BEGIN Document passage

Running through November, The Advice of Strangers featured Horowitz dutifully following the instructions of ‘strangers’ that responded online to questions like “How should I spend Thanksgiving with my mom?” and “What should I discuss with my therapist Monday morning?”

Voyeurs were offered a variety of options for which they could cast their ballots as to what they wanted to watch Horowitz perform. For the session with his therapist, which drew 103 votes, potential topics included Horowitz personal successes and failures, his insecurities and his hypochondria. Insecurities won. The majority’s desire was carried out, the human lab rat was videotaped and the experiments results duly posted online (TheAdviceofStrangers.com) for the general audience to feed upon.

Thanksgiving with mom was one of the biggest vote draws of the show, pulling in more than 2,000 voters, but those hoping to see Horowitz eat worms instead of cranberry sauce or set the family dinner table on fire were sorely disappointed. While two-percent of voters cast their ballots for Horowitz to stay at his pad and order in, most participants instructed him to enjoy the holiday with his mother in Sacramento.

END Document passage

What to do
A: From the passage about The Advice of Strangers, list every figure it gives about the voting.
B: Resume the account of Horowitz's online project The Advice of Strangers, writing on from its final sentence.

BEGIN Supplied data

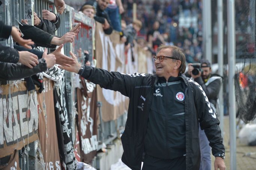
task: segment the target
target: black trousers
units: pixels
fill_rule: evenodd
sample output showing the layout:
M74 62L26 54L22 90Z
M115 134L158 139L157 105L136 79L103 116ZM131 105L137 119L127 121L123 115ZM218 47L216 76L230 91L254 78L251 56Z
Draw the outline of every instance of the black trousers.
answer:
M142 170L185 170L186 157L163 160L146 155Z

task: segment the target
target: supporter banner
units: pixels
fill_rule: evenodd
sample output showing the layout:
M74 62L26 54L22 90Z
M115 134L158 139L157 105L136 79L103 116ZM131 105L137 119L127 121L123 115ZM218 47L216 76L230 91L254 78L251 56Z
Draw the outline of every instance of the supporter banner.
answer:
M13 154L11 156L10 160L6 166L1 168L2 170L20 170L19 165L19 151L15 150Z
M123 73L136 72L137 66L134 64L136 62L132 62L131 51L128 56L125 55L124 45L120 43L118 33L106 35L101 25L97 22L95 36L97 67ZM128 98L119 92L101 88L99 86L97 86L97 90L98 100L102 103L103 121L116 119L128 109Z
M38 105L26 83L0 86L0 158L38 138Z
M53 100L53 81L44 78L44 89L38 94L39 113L38 133L45 170L60 170L61 164Z
M97 153L97 94L96 85L81 78L82 88L77 88L78 135L82 162L89 163Z

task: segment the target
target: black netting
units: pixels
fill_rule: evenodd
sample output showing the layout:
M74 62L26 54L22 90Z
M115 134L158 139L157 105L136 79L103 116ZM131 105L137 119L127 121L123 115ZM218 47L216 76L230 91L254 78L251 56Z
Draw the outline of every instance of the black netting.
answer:
M246 123L256 117L256 7L255 0L235 1L236 114Z

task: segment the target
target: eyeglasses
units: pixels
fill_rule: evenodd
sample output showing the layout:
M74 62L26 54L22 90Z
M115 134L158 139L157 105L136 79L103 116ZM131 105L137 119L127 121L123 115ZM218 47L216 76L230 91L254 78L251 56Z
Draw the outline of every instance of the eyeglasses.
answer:
M172 57L168 57L168 56L164 56L163 55L160 55L159 56L153 56L153 59L154 59L154 61L157 61L158 59L159 59L159 61L160 62L162 62L164 61L164 59L165 57L169 58L172 58L172 59L177 60L179 60L177 58L175 58Z

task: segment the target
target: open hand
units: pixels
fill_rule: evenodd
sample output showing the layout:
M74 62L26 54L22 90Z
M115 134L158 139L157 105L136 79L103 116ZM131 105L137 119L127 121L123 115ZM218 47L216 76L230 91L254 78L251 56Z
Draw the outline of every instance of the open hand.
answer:
M72 29L70 30L70 31L69 31L69 32L74 33L75 34L77 34L78 33L78 32L79 31L79 30L81 28L81 23L80 22L78 23L77 24L77 25L75 25L75 27L74 27Z
M19 51L19 62L27 66L30 69L36 66L39 63L38 58L36 55L27 51Z
M69 54L71 55L72 58L74 60L75 62L74 64L70 64L69 66L59 66L59 67L60 69L66 70L69 72L73 72L75 73L78 73L79 71L79 70L81 67L81 65L77 61L77 57L71 51L69 52Z
M48 68L53 67L56 62L55 56L52 54L47 54L47 49L46 48L44 49L42 58L45 60L45 63Z
M223 159L220 157L216 157L214 161L214 170L218 170L218 169L220 170L225 170L226 166Z
M12 28L11 35L14 41L17 42L20 45L25 48L31 49L31 45L33 45L35 43L31 39L25 40L21 37L21 34L15 27L13 26Z
M53 22L56 22L57 18L55 14L46 9L43 9L42 10L42 17L43 18Z
M54 4L58 12L62 14L65 9L65 2L64 0L54 0Z
M75 62L73 59L61 53L61 49L63 47L63 44L62 44L58 48L51 53L55 56L56 58L56 64L62 66L66 66L68 64L74 64Z
M37 14L34 12L34 25L38 25L40 23L40 19L38 16Z
M75 40L76 34L74 33L67 32L60 38L53 37L51 41L51 44L60 45L68 42L72 43Z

END Supplied data

Task responses
A:
- 103 votes for the session with his therapist
- More than 2,000 voters for Thanksgiving with his mom
- Two percent of voters, who chose for him to stay at his place and order in

B:
The idea for this audience-directed exhibit emerged in the aftermath of a previous show Horowitz put together, one in which he saw The Advice of Strangers as a logical progression.

“[This show] was birthed from a previous project I did, Talkshow 24/7, where I broadcast my life 24/7 for three months straight. I mainly coped with the intense self-imposed surveillance project by making up imaginary characters that I was then able to rope into impromptu political debates and root beer float parties,” Horowitz said. “I was able to poll questions live on my video stream, mostly because I was so exhausted I didn’t want to make any more decisions in a day. I’m always asking for the advice of strangers, be it at a tram stop ‘Does this shirt look stupid for a first date?’ …or in line at the post office, ‘Is it a bad idea to ship ten mostly ripe avocados to my mom as her birthday gift?’”

The decision to take that shopping for advice to the next level was something of a social experiment in which collaboration diffused the boundaries between artist and subject. Horowitz clearly turned himself into something of a guinea pig, but the predilections of the viewing public cast them as subjects as well.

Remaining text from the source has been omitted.